### SHORT EXERCISE A
Update the 1939 Register text starting with "Registering everyone where" and going on through "long as it did.", changing "Identity Card" to "identity document".

Updated information was added to the 1939 Register for many years after it was taken because it was the central register first for National Registration purposes, and then for the NHS. So adding a person's new name was not pointless; it was never intended to be a static document like a census, it was created to be a live register with up-to-date name and address details (and more) of everyone in England and Wales, and this is the function it fulfilled for over 60 years until the paper-based system was replaced with an electronic database. 

Registering everyone where they happened to be on 29 September 1939 was just a way of capturing the whole population in one go and issuing everyone with an Identity Card. It didn't matter in the slightest whether someone was at their permanent address or was just visiting, because their address would also be updated whenever they moved, whether it was the next day, or decades later.
It is not a simple as that in 1939 it was designed as you say to be updated if required but the war was never envisaged to last as long as it did.
A little while after the war all work on the National Register was supposed to have been stopped. Questions were even asked in Parliament if it had been finished with and assurances were given in Parliament that the National Register was no longer being used.
The 1939 National Registration Act itself was repealed on 22 May 1952.

It seems though that those assurances were basically deliberate lies to deceive MPs, I say deliberate lies as the questions were asked on a number of occasions and the answer was always the same only the number ing systen was still required.

[Rows from a segmentation dataset]
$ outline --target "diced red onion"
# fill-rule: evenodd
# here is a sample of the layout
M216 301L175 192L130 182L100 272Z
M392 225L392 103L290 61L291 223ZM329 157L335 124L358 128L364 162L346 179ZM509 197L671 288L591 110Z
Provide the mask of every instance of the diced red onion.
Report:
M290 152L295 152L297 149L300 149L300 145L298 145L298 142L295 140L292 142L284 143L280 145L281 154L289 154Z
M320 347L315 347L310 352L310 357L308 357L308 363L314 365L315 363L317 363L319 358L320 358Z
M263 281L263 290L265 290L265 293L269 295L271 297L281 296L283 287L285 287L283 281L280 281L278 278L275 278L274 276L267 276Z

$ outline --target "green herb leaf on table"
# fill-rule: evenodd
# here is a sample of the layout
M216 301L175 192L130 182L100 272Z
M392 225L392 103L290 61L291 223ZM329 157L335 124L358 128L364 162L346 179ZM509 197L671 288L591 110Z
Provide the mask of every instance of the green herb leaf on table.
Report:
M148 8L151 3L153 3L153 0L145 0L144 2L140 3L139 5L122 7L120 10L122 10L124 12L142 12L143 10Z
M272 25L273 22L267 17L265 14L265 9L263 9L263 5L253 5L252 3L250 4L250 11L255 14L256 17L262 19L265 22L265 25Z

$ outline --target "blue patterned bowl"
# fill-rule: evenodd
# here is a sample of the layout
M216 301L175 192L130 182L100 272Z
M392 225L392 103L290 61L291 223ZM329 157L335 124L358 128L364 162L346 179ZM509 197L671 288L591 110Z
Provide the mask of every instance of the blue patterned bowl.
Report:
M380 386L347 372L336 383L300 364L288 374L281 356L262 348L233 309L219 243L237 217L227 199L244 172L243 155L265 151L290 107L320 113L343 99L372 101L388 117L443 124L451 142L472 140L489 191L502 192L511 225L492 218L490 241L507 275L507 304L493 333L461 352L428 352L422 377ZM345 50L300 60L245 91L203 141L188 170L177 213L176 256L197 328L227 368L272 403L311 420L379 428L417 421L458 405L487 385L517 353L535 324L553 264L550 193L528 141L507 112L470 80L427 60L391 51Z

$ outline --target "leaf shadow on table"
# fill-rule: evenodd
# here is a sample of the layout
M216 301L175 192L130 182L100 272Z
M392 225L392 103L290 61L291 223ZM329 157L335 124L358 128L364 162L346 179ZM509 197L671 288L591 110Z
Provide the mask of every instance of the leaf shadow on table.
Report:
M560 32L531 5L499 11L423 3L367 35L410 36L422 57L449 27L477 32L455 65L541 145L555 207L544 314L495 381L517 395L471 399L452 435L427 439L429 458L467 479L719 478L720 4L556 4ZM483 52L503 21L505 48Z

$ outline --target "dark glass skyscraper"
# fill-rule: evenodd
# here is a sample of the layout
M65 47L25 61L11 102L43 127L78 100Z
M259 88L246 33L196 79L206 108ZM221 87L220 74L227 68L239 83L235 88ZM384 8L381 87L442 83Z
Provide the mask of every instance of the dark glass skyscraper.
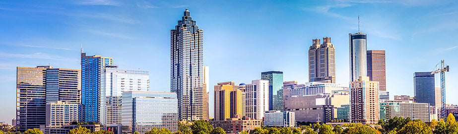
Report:
M83 122L100 121L100 89L102 68L113 65L113 58L81 53L81 103Z
M261 72L261 79L269 81L269 110L282 111L283 72Z
M429 103L430 106L436 106L434 84L434 74L431 74L431 72L415 72L413 76L413 94L415 102Z
M203 118L203 30L188 9L170 31L170 90L177 93L178 119Z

### SHORT EXERCISE B
Output the entries line for line, starting with their first line and going on through the line with "M263 281L263 290L265".

### CORRECT RESPONSE A
Registering everyone where they happened to be on 29 September 1939 was just a way of capturing the whole population in one go and issuing everyone with an identity document. It didn't matter in the slightest whether someone was at their permanent address or was just visiting, because their address would also be updated whenever they moved, whether it was the next day, or decades later.
It is not a simple as that in 1939 it was designed as you say to be updated if required but the war was never envisaged to last as long as it did.

### CORRECT RESPONSE B
$ outline --target "diced red onion"
# fill-rule: evenodd
# here is a sample of the layout
M216 301L175 192L130 182L100 272Z
M392 225L392 103L290 61L291 223ZM329 157L335 124L358 128L364 162L346 179ZM509 197L671 288L591 110Z
Provide the mask of every instance of the diced red onion.
Report:
M290 152L295 152L297 149L300 149L300 145L298 145L298 142L295 140L292 142L284 143L280 145L281 154L289 154Z
M320 347L315 347L310 352L310 357L308 357L308 363L314 365L315 363L317 363L319 358L320 358Z
M263 281L263 290L265 290L265 293L269 295L271 297L281 296L283 287L285 287L283 281L280 281L278 278L275 278L274 276L267 276Z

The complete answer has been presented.